What is being asked: Repeat verbatim, and only, the lines of the data below, beginning at the line that contains "Query: helicopter tail rotor" and stopping after the line that contains "Query: helicopter fuselage".

•••

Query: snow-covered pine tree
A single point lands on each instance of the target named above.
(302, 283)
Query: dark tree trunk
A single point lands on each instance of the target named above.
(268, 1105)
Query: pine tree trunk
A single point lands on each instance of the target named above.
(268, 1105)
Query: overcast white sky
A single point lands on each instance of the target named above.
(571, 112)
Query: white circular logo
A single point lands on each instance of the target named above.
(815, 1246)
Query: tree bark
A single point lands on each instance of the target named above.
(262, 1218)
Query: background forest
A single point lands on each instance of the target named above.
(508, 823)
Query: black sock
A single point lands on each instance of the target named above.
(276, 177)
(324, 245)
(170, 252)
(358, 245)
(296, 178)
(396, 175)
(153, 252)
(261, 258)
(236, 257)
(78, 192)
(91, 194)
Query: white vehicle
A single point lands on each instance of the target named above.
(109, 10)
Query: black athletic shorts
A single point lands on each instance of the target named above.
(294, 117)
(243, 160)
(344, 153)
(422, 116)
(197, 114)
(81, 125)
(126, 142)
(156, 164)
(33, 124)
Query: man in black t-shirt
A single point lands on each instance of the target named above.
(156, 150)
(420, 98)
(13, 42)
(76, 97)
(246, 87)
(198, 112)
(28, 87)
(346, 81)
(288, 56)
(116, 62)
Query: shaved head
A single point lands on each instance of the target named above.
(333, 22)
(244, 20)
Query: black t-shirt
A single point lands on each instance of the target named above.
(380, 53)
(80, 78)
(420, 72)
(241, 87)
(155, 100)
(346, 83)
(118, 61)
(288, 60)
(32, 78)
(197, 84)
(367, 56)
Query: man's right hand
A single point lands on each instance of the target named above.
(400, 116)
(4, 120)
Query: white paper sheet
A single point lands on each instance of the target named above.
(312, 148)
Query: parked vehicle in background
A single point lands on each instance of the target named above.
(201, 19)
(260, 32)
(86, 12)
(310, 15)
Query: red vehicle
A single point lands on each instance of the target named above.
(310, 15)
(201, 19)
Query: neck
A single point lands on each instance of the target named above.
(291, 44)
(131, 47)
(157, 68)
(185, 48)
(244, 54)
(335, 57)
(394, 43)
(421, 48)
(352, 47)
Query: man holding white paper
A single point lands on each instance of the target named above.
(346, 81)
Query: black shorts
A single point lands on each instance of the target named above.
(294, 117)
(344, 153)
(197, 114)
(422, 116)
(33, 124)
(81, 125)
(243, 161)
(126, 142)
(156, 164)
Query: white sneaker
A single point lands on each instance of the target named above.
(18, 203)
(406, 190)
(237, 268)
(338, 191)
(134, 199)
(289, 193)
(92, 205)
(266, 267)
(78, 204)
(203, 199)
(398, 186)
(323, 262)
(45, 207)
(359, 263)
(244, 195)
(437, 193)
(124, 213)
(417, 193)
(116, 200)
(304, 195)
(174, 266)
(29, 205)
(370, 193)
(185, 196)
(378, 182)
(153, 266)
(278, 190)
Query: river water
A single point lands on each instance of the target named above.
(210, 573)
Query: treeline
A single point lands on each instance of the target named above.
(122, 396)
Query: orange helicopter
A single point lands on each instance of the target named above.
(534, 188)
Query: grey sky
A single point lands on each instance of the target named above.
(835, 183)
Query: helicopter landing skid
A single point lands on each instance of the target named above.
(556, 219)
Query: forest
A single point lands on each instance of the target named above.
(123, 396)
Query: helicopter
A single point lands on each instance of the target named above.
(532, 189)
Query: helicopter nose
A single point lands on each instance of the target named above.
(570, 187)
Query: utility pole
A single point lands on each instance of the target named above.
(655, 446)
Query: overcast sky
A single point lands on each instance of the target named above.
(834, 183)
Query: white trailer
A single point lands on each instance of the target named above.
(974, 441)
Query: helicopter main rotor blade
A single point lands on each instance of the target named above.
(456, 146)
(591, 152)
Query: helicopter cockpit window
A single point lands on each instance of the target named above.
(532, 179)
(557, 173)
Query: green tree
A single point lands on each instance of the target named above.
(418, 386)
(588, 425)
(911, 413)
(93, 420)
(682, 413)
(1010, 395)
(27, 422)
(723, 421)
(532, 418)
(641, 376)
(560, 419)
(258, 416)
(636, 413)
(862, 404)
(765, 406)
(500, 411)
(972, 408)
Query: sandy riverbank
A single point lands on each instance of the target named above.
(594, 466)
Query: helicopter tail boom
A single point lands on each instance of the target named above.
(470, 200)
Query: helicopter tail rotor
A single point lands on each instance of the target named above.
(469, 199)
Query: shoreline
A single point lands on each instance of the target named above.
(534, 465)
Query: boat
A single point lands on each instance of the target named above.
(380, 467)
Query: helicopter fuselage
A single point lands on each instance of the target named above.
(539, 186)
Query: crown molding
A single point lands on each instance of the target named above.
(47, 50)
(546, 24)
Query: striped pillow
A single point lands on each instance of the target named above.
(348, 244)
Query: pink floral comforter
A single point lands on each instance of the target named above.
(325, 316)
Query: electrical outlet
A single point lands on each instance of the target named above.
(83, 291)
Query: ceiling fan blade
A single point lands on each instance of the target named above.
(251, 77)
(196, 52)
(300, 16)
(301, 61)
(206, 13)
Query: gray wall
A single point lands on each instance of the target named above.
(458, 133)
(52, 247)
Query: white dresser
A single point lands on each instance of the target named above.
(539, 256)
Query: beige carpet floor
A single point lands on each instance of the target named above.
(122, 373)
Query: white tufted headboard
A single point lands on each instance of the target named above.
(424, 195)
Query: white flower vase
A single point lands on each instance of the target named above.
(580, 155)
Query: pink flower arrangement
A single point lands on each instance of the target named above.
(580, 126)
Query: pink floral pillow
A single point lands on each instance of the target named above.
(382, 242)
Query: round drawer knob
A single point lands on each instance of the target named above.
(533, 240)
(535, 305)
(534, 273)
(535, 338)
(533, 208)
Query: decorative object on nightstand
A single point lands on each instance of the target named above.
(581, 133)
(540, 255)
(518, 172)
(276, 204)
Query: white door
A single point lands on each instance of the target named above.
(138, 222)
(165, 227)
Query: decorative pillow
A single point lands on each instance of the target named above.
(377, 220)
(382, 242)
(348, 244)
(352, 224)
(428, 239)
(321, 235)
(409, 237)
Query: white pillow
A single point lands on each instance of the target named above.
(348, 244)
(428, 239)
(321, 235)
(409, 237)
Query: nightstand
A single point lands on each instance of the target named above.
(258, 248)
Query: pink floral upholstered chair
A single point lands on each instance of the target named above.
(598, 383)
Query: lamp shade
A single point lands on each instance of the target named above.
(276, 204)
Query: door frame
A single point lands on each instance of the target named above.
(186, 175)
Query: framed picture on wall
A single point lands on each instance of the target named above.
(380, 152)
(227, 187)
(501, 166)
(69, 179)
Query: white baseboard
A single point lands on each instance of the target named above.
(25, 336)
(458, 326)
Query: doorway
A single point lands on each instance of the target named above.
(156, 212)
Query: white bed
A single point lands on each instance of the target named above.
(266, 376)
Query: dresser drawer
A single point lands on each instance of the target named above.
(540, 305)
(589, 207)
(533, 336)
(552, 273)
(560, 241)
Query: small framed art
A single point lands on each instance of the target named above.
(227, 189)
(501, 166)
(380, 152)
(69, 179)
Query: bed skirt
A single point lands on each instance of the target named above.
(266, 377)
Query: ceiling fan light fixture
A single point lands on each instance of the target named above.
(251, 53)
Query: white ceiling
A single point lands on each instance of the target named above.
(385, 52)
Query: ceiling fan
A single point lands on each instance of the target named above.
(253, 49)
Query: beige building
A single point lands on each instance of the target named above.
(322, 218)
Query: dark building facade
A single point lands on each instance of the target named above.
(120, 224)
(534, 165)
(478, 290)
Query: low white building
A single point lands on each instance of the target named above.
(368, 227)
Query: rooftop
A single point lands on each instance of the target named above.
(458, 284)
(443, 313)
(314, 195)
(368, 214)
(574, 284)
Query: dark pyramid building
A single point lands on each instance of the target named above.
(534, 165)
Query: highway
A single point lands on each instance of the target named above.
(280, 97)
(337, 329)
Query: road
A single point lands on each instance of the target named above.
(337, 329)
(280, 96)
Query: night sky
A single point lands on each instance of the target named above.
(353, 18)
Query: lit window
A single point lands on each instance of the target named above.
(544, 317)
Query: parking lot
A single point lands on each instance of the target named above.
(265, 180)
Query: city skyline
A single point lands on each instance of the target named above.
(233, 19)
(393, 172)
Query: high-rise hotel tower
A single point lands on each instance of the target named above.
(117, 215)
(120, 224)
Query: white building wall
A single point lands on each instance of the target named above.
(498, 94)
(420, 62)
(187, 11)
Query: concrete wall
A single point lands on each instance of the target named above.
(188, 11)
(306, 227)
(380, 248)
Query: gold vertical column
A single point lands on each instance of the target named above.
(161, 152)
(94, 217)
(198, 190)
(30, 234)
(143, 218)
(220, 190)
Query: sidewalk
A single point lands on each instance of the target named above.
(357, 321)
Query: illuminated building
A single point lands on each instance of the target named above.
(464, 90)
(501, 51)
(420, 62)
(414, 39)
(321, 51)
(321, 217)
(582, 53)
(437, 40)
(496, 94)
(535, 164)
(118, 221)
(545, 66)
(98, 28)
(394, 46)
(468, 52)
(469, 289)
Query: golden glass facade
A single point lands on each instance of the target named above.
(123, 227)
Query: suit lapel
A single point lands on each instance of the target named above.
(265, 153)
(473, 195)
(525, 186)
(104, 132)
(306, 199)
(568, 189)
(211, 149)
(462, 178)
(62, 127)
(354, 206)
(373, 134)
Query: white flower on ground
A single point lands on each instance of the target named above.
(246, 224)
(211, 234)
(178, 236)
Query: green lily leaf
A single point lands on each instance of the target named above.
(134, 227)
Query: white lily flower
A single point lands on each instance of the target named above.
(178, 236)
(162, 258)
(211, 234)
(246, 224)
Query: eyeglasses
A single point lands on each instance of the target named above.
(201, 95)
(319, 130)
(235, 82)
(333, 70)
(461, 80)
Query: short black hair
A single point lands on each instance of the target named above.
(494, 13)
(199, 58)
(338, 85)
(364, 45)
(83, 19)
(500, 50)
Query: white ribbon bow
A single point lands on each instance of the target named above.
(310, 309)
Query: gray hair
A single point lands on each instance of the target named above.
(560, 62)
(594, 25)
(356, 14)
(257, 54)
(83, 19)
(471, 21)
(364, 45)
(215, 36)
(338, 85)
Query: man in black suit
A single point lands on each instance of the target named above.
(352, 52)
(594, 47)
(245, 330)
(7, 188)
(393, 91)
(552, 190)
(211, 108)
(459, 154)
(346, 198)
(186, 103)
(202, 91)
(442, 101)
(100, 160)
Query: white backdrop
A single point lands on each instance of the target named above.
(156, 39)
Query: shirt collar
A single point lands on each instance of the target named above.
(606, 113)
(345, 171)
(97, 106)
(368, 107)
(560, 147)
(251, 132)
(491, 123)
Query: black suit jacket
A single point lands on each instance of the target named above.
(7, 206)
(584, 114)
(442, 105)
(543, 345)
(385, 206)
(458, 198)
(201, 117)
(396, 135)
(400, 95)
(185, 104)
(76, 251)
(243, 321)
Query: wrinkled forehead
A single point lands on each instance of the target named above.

•••

Result of this task:
Query: helicopter tail rotor
A single point lands on each instance of the target named above.
(469, 199)
Query: shoreline
A single point lands on each instance of the target named above.
(534, 465)
Query: boat
A single point lands on each instance of the target named above.
(380, 467)
Query: helicopter fuselage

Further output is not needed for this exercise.